Reading text
※ ※ ※
When you say Orlando, most people think Disney World. And when you talk about jobs in Orlando, people talk about Disney, which employs a veritable “city” of 55,000 people. But Disney is only one job vendor in this booming Central Florida economy.

“There’s growth in every direction,” says Philis Intro, research director for the Economic Development Commission (EDC) of Mid-Florida, a public-private partnership serving Orlando, Orange, Seminole, Lake and Osceola counties.

Moving into Mouse Country

In fact, more than a thousand adults move into Metro Orlando each week to take advantage of the area’s diversified economy, which includes industries in high-tech, health care, finance, manufacturing, international trade and film.

In May 2000, the Bureau of Labor Statistics reported a Metro Orlando civilian labor force of 919,300, with a 12-month employment growth rate of 5.8 percent, and a minuscule unemployment rate of 2.6 percent. This is below the state average and well below the 4.0 national average. Total Metro Orlando population is approximately 1.5 million.

Add to this a cost-of-living index below the national average. To dramatize how far your dollars go in Metro Orlando, consider this: To match a $100,000 salary in Boston, based on a range of factors, you need only $51,000 in Orlando. And the EDC reports median Orlando household income is higher than state and national medians, making the good life more than a cartoon fantasy.

To get an idea of the employment range, take a look at the major employers. Florida Hospital, a regional provider employing 12,800, ranks second to Disney in number of persons employed. The next seven, in order, are:

  • Universal Studios – Florida
  • Publix Supermarkets
  • Orlando Regional Healthcare System
  • Winn Dixie Stores
  • University of Central Florida
  • AT&T
  • Lockheed Martin

Employment – Serious Business in the Land of Laughter

Lockheed Martin (electronics and missiles) leads the list of manufacturers with the highest number of employees, followed by Cirent Semiconductor, Sentinel Communications and Siemen’s ICV. Altogether, high-tech companies employ about 80,000 people.
※ ※ ※
Continue the article on jobs in Metro Orlando, starting after its last sentence.

Information provided
※ ※ ※
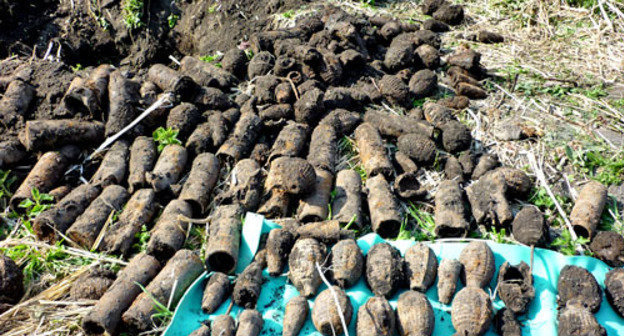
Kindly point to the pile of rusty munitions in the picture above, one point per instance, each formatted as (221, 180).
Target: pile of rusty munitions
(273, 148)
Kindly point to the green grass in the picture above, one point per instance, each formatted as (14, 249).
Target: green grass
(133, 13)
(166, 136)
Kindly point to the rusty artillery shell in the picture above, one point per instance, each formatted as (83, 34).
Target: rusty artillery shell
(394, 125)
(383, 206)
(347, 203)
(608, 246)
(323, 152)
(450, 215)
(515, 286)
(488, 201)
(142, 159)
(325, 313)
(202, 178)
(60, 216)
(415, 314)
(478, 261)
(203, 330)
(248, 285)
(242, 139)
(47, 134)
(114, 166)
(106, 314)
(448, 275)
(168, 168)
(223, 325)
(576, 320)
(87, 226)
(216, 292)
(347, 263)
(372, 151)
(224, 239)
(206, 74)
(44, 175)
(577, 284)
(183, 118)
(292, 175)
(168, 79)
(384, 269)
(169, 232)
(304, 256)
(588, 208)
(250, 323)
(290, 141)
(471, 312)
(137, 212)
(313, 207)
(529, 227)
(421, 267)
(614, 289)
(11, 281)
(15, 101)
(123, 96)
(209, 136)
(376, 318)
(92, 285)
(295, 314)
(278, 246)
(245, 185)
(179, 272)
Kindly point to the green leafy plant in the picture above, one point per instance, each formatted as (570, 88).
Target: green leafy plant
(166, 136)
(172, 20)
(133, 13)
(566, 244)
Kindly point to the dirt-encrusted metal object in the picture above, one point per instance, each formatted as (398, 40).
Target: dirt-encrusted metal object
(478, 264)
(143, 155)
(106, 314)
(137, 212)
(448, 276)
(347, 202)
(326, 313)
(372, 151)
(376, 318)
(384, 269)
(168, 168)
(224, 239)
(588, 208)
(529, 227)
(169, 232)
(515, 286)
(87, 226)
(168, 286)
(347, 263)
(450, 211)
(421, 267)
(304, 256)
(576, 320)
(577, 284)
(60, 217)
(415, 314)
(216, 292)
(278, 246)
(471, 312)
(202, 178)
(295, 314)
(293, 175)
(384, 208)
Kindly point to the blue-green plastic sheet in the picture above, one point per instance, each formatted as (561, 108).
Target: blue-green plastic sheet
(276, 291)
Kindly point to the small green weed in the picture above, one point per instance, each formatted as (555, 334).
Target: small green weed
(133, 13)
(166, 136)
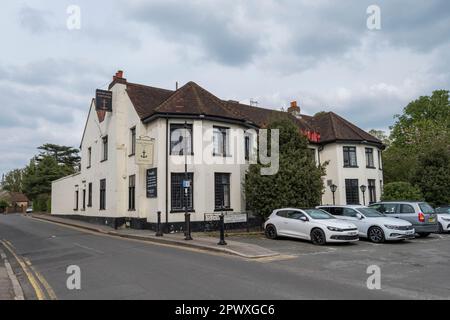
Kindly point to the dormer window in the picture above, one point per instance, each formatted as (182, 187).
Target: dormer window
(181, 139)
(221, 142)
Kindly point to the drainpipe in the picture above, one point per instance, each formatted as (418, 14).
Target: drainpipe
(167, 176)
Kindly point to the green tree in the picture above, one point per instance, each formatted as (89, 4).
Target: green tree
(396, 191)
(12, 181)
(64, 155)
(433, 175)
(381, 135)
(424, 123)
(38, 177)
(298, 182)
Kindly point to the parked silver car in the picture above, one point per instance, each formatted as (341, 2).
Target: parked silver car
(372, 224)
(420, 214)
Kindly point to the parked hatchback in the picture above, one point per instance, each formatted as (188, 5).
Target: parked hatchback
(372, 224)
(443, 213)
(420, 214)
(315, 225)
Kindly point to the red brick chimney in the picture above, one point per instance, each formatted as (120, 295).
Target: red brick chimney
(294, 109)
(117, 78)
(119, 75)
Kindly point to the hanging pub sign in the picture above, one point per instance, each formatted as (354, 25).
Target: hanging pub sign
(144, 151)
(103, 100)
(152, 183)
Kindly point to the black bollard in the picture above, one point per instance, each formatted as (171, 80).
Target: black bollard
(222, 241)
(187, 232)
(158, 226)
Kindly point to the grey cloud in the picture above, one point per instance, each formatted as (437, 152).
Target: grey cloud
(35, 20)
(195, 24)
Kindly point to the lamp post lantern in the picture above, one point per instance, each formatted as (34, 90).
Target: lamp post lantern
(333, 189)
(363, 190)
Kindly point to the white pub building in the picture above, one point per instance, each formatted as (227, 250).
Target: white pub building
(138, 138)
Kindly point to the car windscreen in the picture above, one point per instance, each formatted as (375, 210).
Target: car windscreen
※ ※ ※
Answer box
High-tech, business and finance developments are supported by several educational institutions, including the University of Central Florida, whose Center for Research and Education in Optics and Lasers has contributed to the region’s reputation as “Laser Lane.” Other key programs include Rollins College’s Crummer Graduate School for Business and Valencia Community College’s Technology Innovation Center, recognized for its program in microelectronics.

Metro Orlando also presents opportunities in finance and administration. It’s the corporate headquarters for such giants as:

  • AAA
  • Chep USA
  • Dixon Ticonderoga
  • Hilton
  • Tupperware

According to the Bureau of Labor Statistics, finance, insurance and real estate jobs number about 60,000.

The EDC reports the region’s mix has traditionally been skewed toward low-skill service jobs, since 40 percent of the economy is based on services, including hospitality and tourism. Metro Orlando planners believe growth in industries as diverse as electronics, film/TV production, finance and international trade will add high-paying jobs across the spectrum. They point to a projection by Woods & Poole, an independent firm specializing in long-term county economic and demographic projections, that Metro Orlando will be the region’s fastest-growing employment and population market through 2008.

And you thought engineers and business people didn’t know how to have fun. A lot of them live in Orlando, don’t they?